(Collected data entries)
BEGIN

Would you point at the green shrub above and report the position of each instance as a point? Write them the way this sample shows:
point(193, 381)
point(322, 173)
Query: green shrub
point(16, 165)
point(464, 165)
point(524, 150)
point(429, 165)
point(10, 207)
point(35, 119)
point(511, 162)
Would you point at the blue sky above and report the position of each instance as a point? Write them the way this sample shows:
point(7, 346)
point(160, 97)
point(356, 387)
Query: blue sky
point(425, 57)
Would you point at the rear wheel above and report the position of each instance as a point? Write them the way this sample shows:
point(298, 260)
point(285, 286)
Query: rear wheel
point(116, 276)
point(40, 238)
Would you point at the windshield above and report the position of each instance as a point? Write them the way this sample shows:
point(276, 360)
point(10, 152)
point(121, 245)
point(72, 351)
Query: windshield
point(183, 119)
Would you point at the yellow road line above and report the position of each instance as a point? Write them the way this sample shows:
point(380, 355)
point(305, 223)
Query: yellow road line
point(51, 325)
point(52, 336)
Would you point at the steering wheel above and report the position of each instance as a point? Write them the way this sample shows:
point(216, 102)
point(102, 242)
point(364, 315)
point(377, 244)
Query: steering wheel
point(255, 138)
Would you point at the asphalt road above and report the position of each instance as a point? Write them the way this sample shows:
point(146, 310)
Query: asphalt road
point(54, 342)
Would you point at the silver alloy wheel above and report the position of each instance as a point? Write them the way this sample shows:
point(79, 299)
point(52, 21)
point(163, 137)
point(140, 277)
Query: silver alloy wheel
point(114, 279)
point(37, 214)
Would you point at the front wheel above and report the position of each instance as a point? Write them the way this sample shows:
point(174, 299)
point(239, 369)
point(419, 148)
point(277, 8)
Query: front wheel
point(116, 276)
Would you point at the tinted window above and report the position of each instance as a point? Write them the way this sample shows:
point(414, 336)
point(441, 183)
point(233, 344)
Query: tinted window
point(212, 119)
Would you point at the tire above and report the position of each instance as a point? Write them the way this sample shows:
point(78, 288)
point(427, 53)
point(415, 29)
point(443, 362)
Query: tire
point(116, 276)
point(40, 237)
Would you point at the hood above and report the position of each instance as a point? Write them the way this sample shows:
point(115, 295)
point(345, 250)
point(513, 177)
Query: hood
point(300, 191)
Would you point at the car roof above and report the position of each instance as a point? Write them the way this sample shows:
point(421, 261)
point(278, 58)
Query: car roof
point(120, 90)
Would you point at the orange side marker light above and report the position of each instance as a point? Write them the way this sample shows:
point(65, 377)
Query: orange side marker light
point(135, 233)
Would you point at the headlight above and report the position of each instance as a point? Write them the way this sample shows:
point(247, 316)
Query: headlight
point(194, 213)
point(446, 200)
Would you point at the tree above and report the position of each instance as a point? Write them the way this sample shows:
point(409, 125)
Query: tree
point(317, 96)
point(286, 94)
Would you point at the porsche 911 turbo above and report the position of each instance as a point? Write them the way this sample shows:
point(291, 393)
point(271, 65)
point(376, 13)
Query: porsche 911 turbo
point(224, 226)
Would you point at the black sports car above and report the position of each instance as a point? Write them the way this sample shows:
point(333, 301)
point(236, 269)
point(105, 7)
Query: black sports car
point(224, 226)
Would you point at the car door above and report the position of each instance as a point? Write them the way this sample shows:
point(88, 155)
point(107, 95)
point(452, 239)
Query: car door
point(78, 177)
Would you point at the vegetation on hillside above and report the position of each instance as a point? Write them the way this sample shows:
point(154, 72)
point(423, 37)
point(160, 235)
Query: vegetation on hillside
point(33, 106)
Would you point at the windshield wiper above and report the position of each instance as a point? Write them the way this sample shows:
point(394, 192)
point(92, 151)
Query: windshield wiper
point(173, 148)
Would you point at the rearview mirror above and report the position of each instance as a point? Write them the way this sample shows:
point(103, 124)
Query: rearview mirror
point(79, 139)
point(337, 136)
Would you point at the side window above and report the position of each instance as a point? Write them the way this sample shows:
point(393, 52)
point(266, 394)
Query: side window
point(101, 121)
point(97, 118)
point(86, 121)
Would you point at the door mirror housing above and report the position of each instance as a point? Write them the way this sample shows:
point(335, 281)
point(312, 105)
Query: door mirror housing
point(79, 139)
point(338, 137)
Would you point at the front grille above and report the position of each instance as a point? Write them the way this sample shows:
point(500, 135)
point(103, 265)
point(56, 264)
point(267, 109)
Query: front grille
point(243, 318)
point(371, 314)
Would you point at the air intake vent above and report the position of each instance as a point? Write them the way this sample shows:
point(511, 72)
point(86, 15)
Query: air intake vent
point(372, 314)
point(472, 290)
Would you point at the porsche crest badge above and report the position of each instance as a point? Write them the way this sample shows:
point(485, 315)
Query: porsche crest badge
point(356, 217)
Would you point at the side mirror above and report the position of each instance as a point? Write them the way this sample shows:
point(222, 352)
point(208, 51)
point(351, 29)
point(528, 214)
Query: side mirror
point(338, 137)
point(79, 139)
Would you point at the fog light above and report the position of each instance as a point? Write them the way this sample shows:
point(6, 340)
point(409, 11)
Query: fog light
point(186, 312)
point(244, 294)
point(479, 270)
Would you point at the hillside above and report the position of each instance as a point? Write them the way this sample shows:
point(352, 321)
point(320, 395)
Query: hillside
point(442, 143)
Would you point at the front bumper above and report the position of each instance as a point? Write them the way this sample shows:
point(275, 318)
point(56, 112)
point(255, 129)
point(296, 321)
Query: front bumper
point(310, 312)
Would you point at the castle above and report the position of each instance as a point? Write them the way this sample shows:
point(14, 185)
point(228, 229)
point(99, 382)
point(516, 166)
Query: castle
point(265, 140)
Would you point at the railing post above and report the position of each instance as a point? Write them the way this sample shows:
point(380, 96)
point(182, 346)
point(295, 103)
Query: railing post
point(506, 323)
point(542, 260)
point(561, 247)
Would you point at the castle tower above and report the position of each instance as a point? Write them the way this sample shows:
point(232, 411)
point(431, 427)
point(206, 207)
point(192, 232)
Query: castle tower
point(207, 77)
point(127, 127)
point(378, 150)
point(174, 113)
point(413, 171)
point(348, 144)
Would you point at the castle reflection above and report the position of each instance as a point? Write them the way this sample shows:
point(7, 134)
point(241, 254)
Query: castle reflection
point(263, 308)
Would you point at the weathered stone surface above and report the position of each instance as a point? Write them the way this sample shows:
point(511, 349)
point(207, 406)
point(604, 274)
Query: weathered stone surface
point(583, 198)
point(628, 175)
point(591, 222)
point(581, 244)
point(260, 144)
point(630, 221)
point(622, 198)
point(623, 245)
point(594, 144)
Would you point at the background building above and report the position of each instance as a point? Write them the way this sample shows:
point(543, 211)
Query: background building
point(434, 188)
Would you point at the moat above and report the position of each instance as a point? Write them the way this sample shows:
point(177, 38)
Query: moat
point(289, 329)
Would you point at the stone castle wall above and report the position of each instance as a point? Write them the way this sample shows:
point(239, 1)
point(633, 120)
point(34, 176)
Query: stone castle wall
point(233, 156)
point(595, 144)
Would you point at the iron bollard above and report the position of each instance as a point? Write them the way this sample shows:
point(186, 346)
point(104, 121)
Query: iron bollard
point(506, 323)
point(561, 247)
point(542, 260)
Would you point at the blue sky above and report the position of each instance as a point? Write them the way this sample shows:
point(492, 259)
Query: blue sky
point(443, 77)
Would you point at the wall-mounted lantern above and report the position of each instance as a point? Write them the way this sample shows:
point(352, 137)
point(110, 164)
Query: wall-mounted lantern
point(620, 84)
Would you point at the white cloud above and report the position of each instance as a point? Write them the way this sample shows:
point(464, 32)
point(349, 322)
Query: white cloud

END

INSTRUCTIONS TO FOLLOW: Every record here must be output exactly, word for word.

ANSWER TO THIS EXERCISE:
Would you point at the green shrub above and report the position of each instance as a point? Write them the way this sample shows:
point(193, 381)
point(322, 173)
Query: green shrub
point(16, 165)
point(464, 165)
point(524, 150)
point(429, 165)
point(10, 207)
point(35, 119)
point(511, 162)
Would you point at the blue sky above and report the position of each instance as a point? Write them the way this sample shows:
point(7, 346)
point(160, 97)
point(356, 387)
Query: blue sky
point(425, 57)
Would you point at the rear wheel above and report the position of each instance as a point? Write them the way this sample shows:
point(298, 260)
point(285, 286)
Query: rear wheel
point(116, 276)
point(40, 238)
Would you point at the windshield above and report the position of each instance as a point? Write them the way this sample shows:
point(276, 360)
point(10, 152)
point(121, 245)
point(72, 351)
Query: windshield
point(183, 119)
Would you point at the yellow road line above and report the position of each instance as a point? Write them the way this sample shows:
point(380, 355)
point(305, 223)
Query: yellow road line
point(51, 325)
point(52, 336)
Would you point at the steering wheel above and report the position of each instance as a point? Write them the way this sample shows:
point(216, 102)
point(102, 242)
point(364, 315)
point(377, 244)
Query: steering wheel
point(255, 138)
Would you point at the asphalt road above and report the position of each instance as a point? Write them the way this sample shows:
point(146, 310)
Query: asphalt road
point(54, 342)
Would you point at the silver alloy wheel above and report the position of each instance as a point? Write them the way this sample shows:
point(79, 299)
point(52, 21)
point(163, 137)
point(140, 277)
Query: silver alloy wheel
point(114, 279)
point(37, 214)
Would you point at the front wheel above and report the position of each instance as a point? Write them the way this sample shows:
point(174, 299)
point(239, 369)
point(419, 148)
point(277, 8)
Query: front wheel
point(116, 276)
Would you point at the tinted window above and report the position of each instance as a point? Write them the way this sample shows:
point(414, 336)
point(441, 183)
point(233, 344)
Query: tinted window
point(212, 119)
Would you point at the tire above and report the position of each instance as a point? Write them the way this sample shows:
point(78, 288)
point(427, 53)
point(415, 29)
point(443, 362)
Query: tire
point(116, 276)
point(40, 237)
Would you point at the hood above and report the position of each instance as a point? Write them the way this sample shows:
point(115, 295)
point(345, 250)
point(513, 177)
Query: hood
point(300, 191)
Would you point at the car roof above and report the position of each instance as a point? Write them the way this sample shows:
point(421, 261)
point(278, 58)
Query: car roof
point(120, 90)
Would you point at the orange side marker light above and report the position of each instance as a point? Write them the way this sample shows:
point(65, 377)
Query: orange side marker light
point(135, 233)
Would you point at the headlight above and report the position of each instance as a point? Write them the way this sample shows:
point(247, 316)
Query: headlight
point(194, 213)
point(446, 200)
Would you point at the tree above and report the position of each instance as a point? Write them the way this sample shows:
point(409, 125)
Query: tree
point(317, 96)
point(286, 94)
Would you point at the porsche 911 turbo above and report the position of each instance as a point? Write them the way this sample shows:
point(291, 393)
point(271, 65)
point(376, 13)
Query: porsche 911 turbo
point(224, 226)
Would you point at the black sports car above and report the position of each instance as a point? Write them the way this sample shows:
point(333, 301)
point(236, 269)
point(105, 7)
Query: black sports car
point(224, 226)
Would you point at the car door above and report the position of each instance as a point? Write them the way this sample shows:
point(88, 155)
point(107, 95)
point(452, 239)
Query: car door
point(78, 177)
Would you point at the vegetation on hillside above and report the position of each instance as a point? Write them the way this sample shows:
point(154, 72)
point(423, 37)
point(160, 235)
Query: vegetation on hillside
point(33, 106)
Would you point at the windshield wiper above and report the position of each instance as a point? Write them the way this sample shows:
point(394, 192)
point(92, 151)
Query: windshield wiper
point(173, 148)
Would you point at the rearview mirror above and report the position of each instance as a point? Write them the way this sample shows:
point(103, 124)
Query: rearview mirror
point(79, 139)
point(337, 136)
Would you point at the side window above and report the position of each instance as a point? Write them the way this sample shows:
point(393, 52)
point(266, 394)
Query: side window
point(101, 121)
point(97, 118)
point(86, 121)
Would you point at the door mirror housing above and report the position of each instance as a point? Write them the way this sample shows:
point(335, 281)
point(312, 105)
Query: door mirror housing
point(79, 139)
point(338, 137)
Would you point at the front grille above and report the position of each instance as a point? Write them the way this sample shows:
point(500, 135)
point(103, 265)
point(56, 264)
point(267, 109)
Query: front grille
point(243, 318)
point(371, 314)
Would you point at the air intake vent above and report the position of each instance as a point? Write them the way this sample shows:
point(511, 72)
point(86, 15)
Query: air intake vent
point(372, 314)
point(472, 290)
Would you point at the porsche crest badge above and report the position of each instance as a point? Write them the way this sample shows:
point(485, 315)
Query: porsche crest badge
point(356, 217)
Would you point at the side mirror above and report the position of each instance as a point? Write them the way this sample shows:
point(222, 352)
point(208, 51)
point(351, 29)
point(528, 214)
Query: side mirror
point(338, 137)
point(79, 139)
Would you point at the fog light above and report the position of each instance as a point? Write them the way this sample shows:
point(6, 340)
point(409, 11)
Query: fog light
point(186, 312)
point(244, 294)
point(479, 270)
Would you point at the hillside above and report the position of each instance as a point? Write them the way this sample shows:
point(352, 321)
point(320, 395)
Query: hillside
point(442, 143)
Would you point at the front bumper above and report the position of each instance as a point? Write them the way this sample shows:
point(275, 318)
point(56, 112)
point(255, 129)
point(296, 321)
Query: front bumper
point(310, 312)
Would you point at the castle above and report the position of each instance as a point? Write them the way this sample shows:
point(14, 185)
point(228, 229)
point(99, 382)
point(516, 166)
Query: castle
point(265, 140)
Would you point at the railing post above and report the position of each instance as a point? Write them the way this sample shows:
point(380, 96)
point(182, 346)
point(295, 103)
Query: railing post
point(506, 323)
point(542, 260)
point(561, 247)
Would you point at the castle tower above and report the position of each instance as a point? Write them the way this sample shows:
point(232, 411)
point(431, 427)
point(206, 207)
point(192, 232)
Query: castle tower
point(207, 77)
point(127, 127)
point(378, 150)
point(174, 113)
point(413, 171)
point(348, 144)
Would you point at the castle reflection above and report the position of each instance as a point? Write them the way this sample shows:
point(7, 134)
point(241, 254)
Query: castle reflection
point(263, 308)
Would you point at the weathered stone surface above and report the position of each instance as a point? Write them the way this sample shows:
point(511, 349)
point(207, 406)
point(604, 274)
Query: weathered stone surface
point(583, 198)
point(628, 175)
point(591, 222)
point(581, 244)
point(260, 144)
point(630, 221)
point(622, 198)
point(623, 245)
point(594, 144)
Would you point at the background building above and report the position of each instance as a point? Write them the way this sample shows:
point(543, 211)
Query: background building
point(434, 188)
Would you point at the moat above and report the position of each instance as a point? Write them the way this sample shows:
point(177, 38)
Query: moat
point(289, 329)
Would you point at the stone castle wall above and report the position of each instance as a point? Write them the way this sample shows:
point(239, 1)
point(633, 120)
point(34, 176)
Query: stone castle wall
point(233, 156)
point(595, 144)
Would you point at the iron bollard above and report the position of each instance as a point? Write them the way this sample shows:
point(186, 346)
point(104, 121)
Query: iron bollard
point(506, 323)
point(561, 247)
point(542, 260)
Would you point at the blue sky above and report the position of each instance as a point? Write them the way this sample shows:
point(492, 259)
Query: blue sky
point(443, 77)
Would you point at the wall-mounted lantern above and report the position of each instance as a point? Write them the way this sample shows:
point(352, 137)
point(110, 164)
Query: wall-mounted lantern
point(620, 84)
Would you point at the white cloud above and report the position of each instance as a point? Write them the way this sample shows:
point(464, 32)
point(349, 322)
Query: white cloud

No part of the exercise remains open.